[Written instruction 1]
Summarize the article on Tim Wu's White House departure in two sentences.

[Page extract]
Antitrust Adviser Tim Wu to Depart White House

Antitrust Adviser Tim Wu to Depart White House
The U.S. flag over the White House in Washington, D.C., flies at half-staff on Sept. 11, 2015, on the 14th anniversary of the 9/11 attacks. (Chris Kleponis/AFP via Getty)

By    |   Friday, 30 December 2022 01:51 PM EST

Tim Wu, the tech expert who advised the Biden administration on technology and antitrust policy, is departing the White House next week, an administration spokesperson said Friday.

Wu, who has served on the National Economic Council (NEC) as the special assistant to the president for technology and competition policy since March 2021, will reportedly be returning to teach at Columbia Law School.

His responsibilities will be divided among current White House staffers, according to Politico.

"We had the rare opportunity in this Administration to try and steer the giant battleship of antitrust policy in a new direction," Wu, the architect of President Joe Biden’s 2021 executive order on competition policy that instructed federal agencies to boost competition across the economy, said in a statement.

"We got more done over the last two years than I would have ever imagined, and it has been the opportunity of a lifetime to work on that project with an extraordinarily talented group of colleagues in the White House and the federal agencies."

Biden’s executive order was designed to encourage other agencies, apart from the Department of Justice and the Federal Trade Commission, to direct their attention to antitrust matters and focused on increasing competition in a number of industries.

[Written instruction 2]
Please identify every line in the records below that contains the word "hand".

(Photo-based point labeling records)
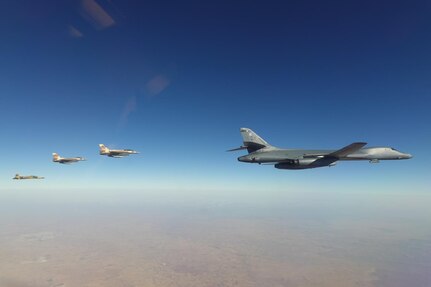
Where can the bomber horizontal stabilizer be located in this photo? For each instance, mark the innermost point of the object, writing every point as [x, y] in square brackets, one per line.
[238, 148]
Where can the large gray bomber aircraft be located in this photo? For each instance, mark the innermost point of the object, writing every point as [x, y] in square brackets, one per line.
[19, 177]
[259, 151]
[103, 150]
[66, 160]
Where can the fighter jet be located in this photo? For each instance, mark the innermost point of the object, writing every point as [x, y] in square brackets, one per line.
[63, 160]
[103, 150]
[17, 176]
[259, 151]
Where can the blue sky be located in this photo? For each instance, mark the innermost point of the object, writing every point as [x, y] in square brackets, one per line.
[177, 79]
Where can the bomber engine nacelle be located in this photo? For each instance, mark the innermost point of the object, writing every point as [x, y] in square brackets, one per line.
[305, 163]
[296, 164]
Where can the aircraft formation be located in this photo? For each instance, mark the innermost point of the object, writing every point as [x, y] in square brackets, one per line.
[103, 150]
[261, 152]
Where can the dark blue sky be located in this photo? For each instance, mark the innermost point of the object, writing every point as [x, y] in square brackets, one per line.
[176, 80]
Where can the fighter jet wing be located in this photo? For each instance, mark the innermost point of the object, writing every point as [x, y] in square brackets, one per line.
[351, 148]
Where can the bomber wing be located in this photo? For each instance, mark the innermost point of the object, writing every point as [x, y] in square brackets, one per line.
[345, 151]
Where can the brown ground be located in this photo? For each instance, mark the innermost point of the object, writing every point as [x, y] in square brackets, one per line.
[233, 245]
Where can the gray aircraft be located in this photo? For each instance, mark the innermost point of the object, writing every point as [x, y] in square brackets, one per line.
[259, 151]
[17, 176]
[103, 150]
[66, 160]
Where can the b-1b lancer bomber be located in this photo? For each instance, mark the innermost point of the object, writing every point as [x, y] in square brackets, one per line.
[17, 176]
[66, 160]
[103, 150]
[259, 151]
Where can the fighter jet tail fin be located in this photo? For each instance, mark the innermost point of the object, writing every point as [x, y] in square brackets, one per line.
[103, 149]
[252, 141]
[55, 156]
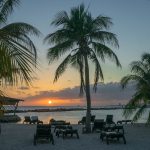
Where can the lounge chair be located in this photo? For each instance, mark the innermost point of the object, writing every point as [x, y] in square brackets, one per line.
[98, 125]
[27, 119]
[83, 120]
[67, 130]
[112, 135]
[43, 131]
[34, 119]
[58, 122]
[109, 120]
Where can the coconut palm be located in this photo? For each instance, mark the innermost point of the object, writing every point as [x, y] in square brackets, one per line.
[141, 75]
[80, 39]
[17, 51]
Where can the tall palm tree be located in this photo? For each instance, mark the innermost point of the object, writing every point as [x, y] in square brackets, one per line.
[17, 51]
[82, 38]
[141, 98]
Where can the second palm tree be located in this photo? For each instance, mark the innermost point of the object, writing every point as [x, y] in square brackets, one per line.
[82, 38]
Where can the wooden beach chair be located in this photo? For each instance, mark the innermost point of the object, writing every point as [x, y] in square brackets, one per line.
[83, 120]
[27, 119]
[34, 119]
[98, 125]
[43, 132]
[109, 119]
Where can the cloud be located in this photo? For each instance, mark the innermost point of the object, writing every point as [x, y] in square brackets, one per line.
[107, 94]
[23, 88]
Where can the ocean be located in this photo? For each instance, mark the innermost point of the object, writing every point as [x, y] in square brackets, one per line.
[74, 116]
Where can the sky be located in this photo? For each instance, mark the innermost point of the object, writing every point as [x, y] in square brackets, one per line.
[131, 22]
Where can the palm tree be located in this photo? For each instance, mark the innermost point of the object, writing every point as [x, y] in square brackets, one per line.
[141, 77]
[17, 51]
[81, 38]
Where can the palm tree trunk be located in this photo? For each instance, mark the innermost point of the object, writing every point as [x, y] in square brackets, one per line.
[88, 97]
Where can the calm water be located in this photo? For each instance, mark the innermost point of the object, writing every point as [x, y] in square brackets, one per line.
[75, 116]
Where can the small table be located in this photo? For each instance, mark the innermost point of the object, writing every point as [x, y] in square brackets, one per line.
[114, 128]
[112, 135]
[65, 132]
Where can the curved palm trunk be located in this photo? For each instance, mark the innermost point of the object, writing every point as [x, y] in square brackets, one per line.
[88, 97]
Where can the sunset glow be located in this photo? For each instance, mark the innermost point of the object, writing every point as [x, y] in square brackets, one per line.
[49, 102]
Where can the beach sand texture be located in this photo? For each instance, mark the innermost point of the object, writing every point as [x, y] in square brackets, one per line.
[20, 137]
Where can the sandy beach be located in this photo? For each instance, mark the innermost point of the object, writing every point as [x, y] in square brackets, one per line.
[20, 137]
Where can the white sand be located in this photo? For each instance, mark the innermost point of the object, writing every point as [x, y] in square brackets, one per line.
[20, 137]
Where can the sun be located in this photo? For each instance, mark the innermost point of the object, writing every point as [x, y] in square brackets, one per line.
[49, 102]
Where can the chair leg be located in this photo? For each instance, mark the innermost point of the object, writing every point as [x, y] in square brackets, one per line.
[107, 139]
[124, 139]
[52, 139]
[77, 135]
[34, 141]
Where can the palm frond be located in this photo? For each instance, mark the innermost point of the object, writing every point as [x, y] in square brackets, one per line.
[102, 22]
[139, 113]
[62, 67]
[125, 80]
[60, 18]
[6, 8]
[105, 37]
[98, 70]
[104, 51]
[54, 53]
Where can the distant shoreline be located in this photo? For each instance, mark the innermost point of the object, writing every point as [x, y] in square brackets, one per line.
[63, 109]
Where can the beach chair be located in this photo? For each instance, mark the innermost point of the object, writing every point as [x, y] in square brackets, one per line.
[43, 132]
[109, 136]
[83, 120]
[98, 125]
[109, 120]
[34, 119]
[27, 119]
[58, 122]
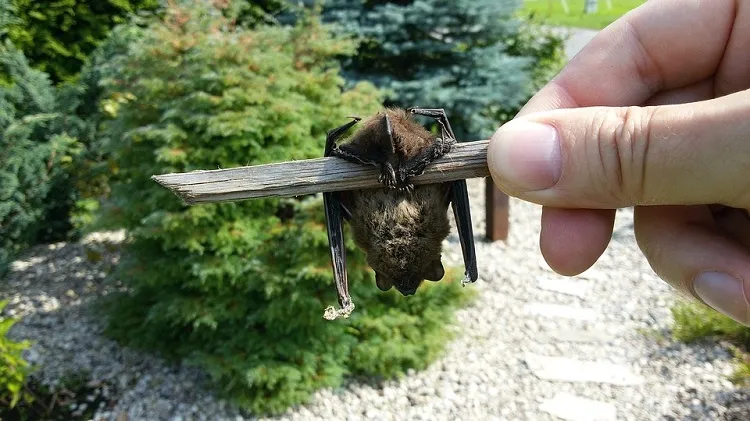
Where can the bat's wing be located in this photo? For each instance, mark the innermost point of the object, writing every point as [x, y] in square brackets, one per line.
[334, 224]
[462, 213]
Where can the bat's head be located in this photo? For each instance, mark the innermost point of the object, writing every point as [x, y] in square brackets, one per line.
[407, 282]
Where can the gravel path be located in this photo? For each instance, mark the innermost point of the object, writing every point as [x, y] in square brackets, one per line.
[534, 345]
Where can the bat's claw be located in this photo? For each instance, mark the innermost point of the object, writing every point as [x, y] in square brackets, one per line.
[331, 313]
[467, 280]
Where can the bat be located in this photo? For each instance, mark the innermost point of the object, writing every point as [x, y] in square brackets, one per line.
[400, 226]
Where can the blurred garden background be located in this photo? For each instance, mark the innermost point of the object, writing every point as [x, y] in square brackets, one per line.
[97, 96]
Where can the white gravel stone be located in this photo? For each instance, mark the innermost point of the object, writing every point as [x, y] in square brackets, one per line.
[482, 375]
[564, 286]
[560, 311]
[563, 369]
[573, 408]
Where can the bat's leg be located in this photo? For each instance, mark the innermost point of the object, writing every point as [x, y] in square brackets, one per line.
[440, 147]
[459, 198]
[336, 133]
[334, 221]
[462, 213]
[439, 115]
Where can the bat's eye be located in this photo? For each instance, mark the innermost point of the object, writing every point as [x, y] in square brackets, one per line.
[383, 282]
[435, 272]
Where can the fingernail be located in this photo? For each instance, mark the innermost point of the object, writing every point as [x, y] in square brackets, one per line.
[525, 155]
[725, 294]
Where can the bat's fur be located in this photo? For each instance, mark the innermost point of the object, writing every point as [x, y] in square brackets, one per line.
[400, 229]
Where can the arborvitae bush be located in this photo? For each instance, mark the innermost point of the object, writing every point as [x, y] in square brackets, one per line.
[38, 140]
[453, 54]
[14, 370]
[58, 35]
[239, 288]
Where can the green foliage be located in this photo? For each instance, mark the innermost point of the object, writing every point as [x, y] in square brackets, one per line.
[58, 35]
[553, 13]
[239, 288]
[544, 48]
[13, 368]
[435, 53]
[38, 142]
[695, 322]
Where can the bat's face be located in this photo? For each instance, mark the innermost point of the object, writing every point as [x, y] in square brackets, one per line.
[407, 283]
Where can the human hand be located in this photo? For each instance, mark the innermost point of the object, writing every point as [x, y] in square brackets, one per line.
[654, 113]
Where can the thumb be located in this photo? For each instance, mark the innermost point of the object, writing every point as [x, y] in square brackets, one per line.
[609, 157]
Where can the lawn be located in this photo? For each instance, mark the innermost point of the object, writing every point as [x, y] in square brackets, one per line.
[553, 13]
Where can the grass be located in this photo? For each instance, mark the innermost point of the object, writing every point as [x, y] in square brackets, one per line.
[551, 12]
[695, 322]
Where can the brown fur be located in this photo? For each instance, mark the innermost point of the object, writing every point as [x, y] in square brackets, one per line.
[401, 232]
[410, 137]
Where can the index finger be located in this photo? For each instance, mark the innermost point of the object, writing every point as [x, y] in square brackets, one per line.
[661, 45]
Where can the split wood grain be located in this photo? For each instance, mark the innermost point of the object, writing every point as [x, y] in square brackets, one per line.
[309, 176]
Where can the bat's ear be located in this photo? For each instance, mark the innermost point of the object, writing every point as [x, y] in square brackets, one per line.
[383, 282]
[435, 271]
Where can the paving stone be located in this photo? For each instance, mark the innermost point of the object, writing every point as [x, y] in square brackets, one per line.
[576, 336]
[573, 408]
[564, 286]
[558, 311]
[578, 371]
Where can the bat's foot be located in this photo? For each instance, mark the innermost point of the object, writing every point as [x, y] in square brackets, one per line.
[388, 176]
[467, 280]
[331, 313]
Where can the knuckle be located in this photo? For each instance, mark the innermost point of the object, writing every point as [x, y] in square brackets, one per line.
[621, 144]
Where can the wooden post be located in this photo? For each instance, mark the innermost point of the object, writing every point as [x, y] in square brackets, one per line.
[318, 175]
[497, 212]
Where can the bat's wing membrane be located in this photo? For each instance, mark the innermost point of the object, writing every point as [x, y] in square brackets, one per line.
[462, 213]
[459, 198]
[334, 224]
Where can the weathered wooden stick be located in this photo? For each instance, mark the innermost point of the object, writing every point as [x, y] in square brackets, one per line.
[294, 178]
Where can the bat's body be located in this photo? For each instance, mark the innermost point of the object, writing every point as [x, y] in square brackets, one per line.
[401, 226]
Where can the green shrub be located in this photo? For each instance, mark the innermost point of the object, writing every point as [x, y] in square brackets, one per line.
[695, 322]
[474, 58]
[13, 368]
[37, 145]
[239, 288]
[58, 35]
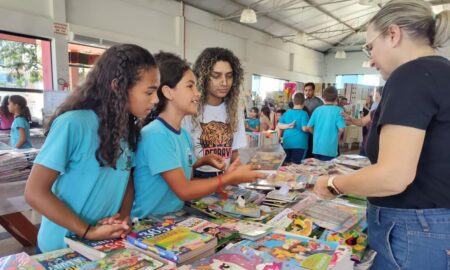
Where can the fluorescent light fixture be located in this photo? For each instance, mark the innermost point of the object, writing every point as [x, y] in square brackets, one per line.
[248, 15]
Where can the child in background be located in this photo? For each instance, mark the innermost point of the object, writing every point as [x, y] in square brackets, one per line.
[165, 159]
[80, 179]
[6, 117]
[327, 124]
[20, 128]
[253, 124]
[293, 123]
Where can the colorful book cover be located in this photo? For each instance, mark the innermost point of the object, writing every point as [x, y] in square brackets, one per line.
[62, 259]
[242, 257]
[19, 261]
[103, 246]
[169, 242]
[223, 234]
[124, 259]
[296, 250]
[357, 241]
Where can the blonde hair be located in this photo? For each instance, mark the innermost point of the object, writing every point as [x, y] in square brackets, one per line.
[417, 18]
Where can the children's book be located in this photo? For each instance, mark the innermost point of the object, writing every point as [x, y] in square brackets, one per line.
[94, 250]
[293, 222]
[125, 259]
[247, 229]
[296, 250]
[62, 259]
[19, 261]
[242, 257]
[223, 234]
[357, 241]
[171, 242]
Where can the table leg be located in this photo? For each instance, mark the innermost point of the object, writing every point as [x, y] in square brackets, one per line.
[21, 228]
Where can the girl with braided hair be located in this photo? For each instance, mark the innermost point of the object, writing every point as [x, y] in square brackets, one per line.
[80, 179]
[218, 127]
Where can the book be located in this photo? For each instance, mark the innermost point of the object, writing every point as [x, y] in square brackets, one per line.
[242, 257]
[125, 259]
[62, 259]
[296, 250]
[223, 234]
[94, 250]
[20, 261]
[171, 242]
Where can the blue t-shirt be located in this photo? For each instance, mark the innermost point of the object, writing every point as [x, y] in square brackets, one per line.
[295, 138]
[253, 123]
[326, 120]
[161, 149]
[90, 191]
[20, 122]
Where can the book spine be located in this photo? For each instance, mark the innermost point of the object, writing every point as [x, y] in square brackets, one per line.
[155, 249]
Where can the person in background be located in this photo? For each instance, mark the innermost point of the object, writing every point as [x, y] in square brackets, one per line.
[264, 117]
[253, 123]
[218, 127]
[20, 128]
[311, 103]
[293, 123]
[408, 183]
[327, 124]
[6, 117]
[165, 160]
[81, 179]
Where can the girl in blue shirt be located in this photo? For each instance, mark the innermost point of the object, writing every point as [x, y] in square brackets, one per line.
[20, 128]
[80, 179]
[165, 159]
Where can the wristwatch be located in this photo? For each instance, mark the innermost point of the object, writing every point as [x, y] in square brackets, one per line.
[331, 187]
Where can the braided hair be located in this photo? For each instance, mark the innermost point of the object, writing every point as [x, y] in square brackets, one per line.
[105, 91]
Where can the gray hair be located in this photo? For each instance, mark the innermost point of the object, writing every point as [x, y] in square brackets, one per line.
[417, 19]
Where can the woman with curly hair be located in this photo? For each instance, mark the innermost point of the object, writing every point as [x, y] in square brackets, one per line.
[80, 179]
[218, 128]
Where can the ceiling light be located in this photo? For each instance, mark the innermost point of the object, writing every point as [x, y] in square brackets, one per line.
[248, 15]
[340, 54]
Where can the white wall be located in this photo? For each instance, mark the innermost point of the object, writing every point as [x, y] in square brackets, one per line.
[158, 25]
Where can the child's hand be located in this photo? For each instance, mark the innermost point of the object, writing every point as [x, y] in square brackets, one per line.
[216, 161]
[108, 231]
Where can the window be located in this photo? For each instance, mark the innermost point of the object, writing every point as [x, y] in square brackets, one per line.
[25, 62]
[81, 59]
[363, 79]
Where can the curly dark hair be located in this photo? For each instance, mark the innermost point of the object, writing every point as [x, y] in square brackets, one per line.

[Complete output 1]
Tim Wu has served since March 2021 as the special assistant to the president for technology and competition policy on the National Economic Council. He is leaving the White House next week and will reportedly return to teach at Columbia Law School, with his responsibilities divided among current White House staffers.

[Complete output 2]
Where can the human hand be located in this photo? For each instance, mark the innermost point of the object, writing every point as [x, y] in square brackets, one per line.
Where can the child's hand be located in this photo? For each instance, mark the innermost point of the object, writing every point as [x, y] in square brackets, one per line.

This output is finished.